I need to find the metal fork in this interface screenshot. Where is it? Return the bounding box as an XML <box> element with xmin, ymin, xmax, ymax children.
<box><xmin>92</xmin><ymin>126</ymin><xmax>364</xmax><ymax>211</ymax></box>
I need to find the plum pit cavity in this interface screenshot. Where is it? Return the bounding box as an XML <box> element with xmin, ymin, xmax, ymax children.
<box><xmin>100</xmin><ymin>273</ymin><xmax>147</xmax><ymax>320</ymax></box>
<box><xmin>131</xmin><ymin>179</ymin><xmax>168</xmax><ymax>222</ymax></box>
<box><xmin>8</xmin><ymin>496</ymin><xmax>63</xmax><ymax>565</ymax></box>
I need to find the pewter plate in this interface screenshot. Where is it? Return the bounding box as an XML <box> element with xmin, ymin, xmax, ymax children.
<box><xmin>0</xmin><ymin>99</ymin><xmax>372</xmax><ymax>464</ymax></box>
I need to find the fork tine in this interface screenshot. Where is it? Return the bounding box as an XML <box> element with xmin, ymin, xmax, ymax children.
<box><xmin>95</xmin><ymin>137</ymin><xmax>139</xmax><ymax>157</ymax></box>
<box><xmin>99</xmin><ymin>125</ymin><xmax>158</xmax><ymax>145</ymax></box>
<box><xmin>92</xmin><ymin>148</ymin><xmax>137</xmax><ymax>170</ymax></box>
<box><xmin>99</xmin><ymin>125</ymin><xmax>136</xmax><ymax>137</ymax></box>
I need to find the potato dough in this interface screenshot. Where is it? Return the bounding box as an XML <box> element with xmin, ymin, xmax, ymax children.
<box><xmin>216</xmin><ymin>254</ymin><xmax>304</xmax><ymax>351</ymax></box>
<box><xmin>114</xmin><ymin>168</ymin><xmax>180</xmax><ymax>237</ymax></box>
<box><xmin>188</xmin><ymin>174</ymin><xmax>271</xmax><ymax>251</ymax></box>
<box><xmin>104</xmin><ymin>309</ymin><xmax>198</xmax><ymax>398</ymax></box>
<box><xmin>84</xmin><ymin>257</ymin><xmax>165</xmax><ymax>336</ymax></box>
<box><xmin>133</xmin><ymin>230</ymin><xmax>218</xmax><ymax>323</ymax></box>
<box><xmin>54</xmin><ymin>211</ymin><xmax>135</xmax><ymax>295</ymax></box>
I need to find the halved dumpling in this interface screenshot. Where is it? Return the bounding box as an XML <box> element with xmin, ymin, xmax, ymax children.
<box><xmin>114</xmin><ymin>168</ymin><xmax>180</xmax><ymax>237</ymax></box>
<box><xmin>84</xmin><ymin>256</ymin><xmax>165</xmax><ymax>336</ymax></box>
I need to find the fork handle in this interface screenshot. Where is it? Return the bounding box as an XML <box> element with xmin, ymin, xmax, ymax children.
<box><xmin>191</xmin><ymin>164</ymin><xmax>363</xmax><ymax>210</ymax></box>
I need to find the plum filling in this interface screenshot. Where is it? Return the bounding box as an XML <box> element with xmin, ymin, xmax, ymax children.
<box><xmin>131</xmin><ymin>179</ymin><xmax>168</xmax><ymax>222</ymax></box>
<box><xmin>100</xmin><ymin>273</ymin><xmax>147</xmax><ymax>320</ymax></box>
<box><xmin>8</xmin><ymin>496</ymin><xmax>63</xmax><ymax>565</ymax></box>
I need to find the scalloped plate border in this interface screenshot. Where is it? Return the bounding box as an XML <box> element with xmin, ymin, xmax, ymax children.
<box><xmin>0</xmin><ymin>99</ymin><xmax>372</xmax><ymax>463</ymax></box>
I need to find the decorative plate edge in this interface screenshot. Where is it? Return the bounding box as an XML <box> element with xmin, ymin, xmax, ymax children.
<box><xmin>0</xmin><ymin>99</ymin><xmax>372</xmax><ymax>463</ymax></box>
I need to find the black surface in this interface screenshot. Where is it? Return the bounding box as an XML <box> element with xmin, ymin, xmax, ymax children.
--
*WHAT THE TASK ASKS*
From the listing above, extract every line exactly as it stands.

*YOUR RESPONSE*
I need to find the metal fork in this interface screenshot. Where is it? Return the bounding box as an XML <box> element with xmin, ymin, xmax, ymax children.
<box><xmin>92</xmin><ymin>126</ymin><xmax>364</xmax><ymax>211</ymax></box>
I need to find the plum pit cavity in this interface screenshot. Where is it? Return the bounding box as an XML <box> element with xmin, ymin, xmax, ymax children.
<box><xmin>100</xmin><ymin>273</ymin><xmax>147</xmax><ymax>320</ymax></box>
<box><xmin>131</xmin><ymin>179</ymin><xmax>168</xmax><ymax>222</ymax></box>
<box><xmin>8</xmin><ymin>496</ymin><xmax>63</xmax><ymax>565</ymax></box>
I need to find the pewter plate in this interface screenshot. Where is it? Return the bounding box as an XML <box> element with xmin, ymin, xmax, ymax children.
<box><xmin>0</xmin><ymin>99</ymin><xmax>372</xmax><ymax>464</ymax></box>
I need to find the fork tine in this interface screenshot. Where is it? Return the bounding box as an XML <box> element with xmin, ymin, xmax, ymax children.
<box><xmin>95</xmin><ymin>137</ymin><xmax>139</xmax><ymax>157</ymax></box>
<box><xmin>99</xmin><ymin>125</ymin><xmax>158</xmax><ymax>145</ymax></box>
<box><xmin>92</xmin><ymin>148</ymin><xmax>137</xmax><ymax>170</ymax></box>
<box><xmin>99</xmin><ymin>125</ymin><xmax>136</xmax><ymax>137</ymax></box>
I need to find the potato dough in this interface screenshot. Where is it? Return the bounding box as an XML <box> element with xmin, ymin, xmax, ymax children.
<box><xmin>216</xmin><ymin>254</ymin><xmax>304</xmax><ymax>351</ymax></box>
<box><xmin>114</xmin><ymin>168</ymin><xmax>180</xmax><ymax>237</ymax></box>
<box><xmin>188</xmin><ymin>174</ymin><xmax>271</xmax><ymax>251</ymax></box>
<box><xmin>104</xmin><ymin>309</ymin><xmax>198</xmax><ymax>398</ymax></box>
<box><xmin>84</xmin><ymin>257</ymin><xmax>165</xmax><ymax>336</ymax></box>
<box><xmin>133</xmin><ymin>230</ymin><xmax>218</xmax><ymax>323</ymax></box>
<box><xmin>54</xmin><ymin>211</ymin><xmax>135</xmax><ymax>295</ymax></box>
I need to find the halved dumpling in this interface screenshot. Where is it? Return the bounding box as an XML <box> element with xmin, ymin, xmax, ymax children.
<box><xmin>114</xmin><ymin>168</ymin><xmax>180</xmax><ymax>237</ymax></box>
<box><xmin>84</xmin><ymin>256</ymin><xmax>165</xmax><ymax>336</ymax></box>
I need to find the fork handle in this interface screenshot. Where is it? Return the bounding box as an XML <box> element with xmin, ymin, xmax, ymax children.
<box><xmin>191</xmin><ymin>164</ymin><xmax>363</xmax><ymax>210</ymax></box>
I need to find the plum filling in this interface screenshot. Where is it? Return the bounding box as an XML <box> element with xmin, ymin, xmax, ymax children.
<box><xmin>131</xmin><ymin>179</ymin><xmax>168</xmax><ymax>222</ymax></box>
<box><xmin>100</xmin><ymin>273</ymin><xmax>147</xmax><ymax>320</ymax></box>
<box><xmin>8</xmin><ymin>496</ymin><xmax>63</xmax><ymax>565</ymax></box>
I need to find the scalloped plate border in this interface screenshot. Where is it? Return the bounding box as an XML <box> element with xmin, ymin, xmax, ymax children.
<box><xmin>0</xmin><ymin>99</ymin><xmax>372</xmax><ymax>463</ymax></box>
I need to find the decorative plate edge in this interface screenshot. Where is it? Return the bounding box as an XML <box> element with xmin, ymin, xmax, ymax children.
<box><xmin>0</xmin><ymin>99</ymin><xmax>372</xmax><ymax>463</ymax></box>
I need to find the black surface in this interface screenshot. Where is it? Return the bounding box as an XML <box> element with xmin, ymin, xmax, ymax children.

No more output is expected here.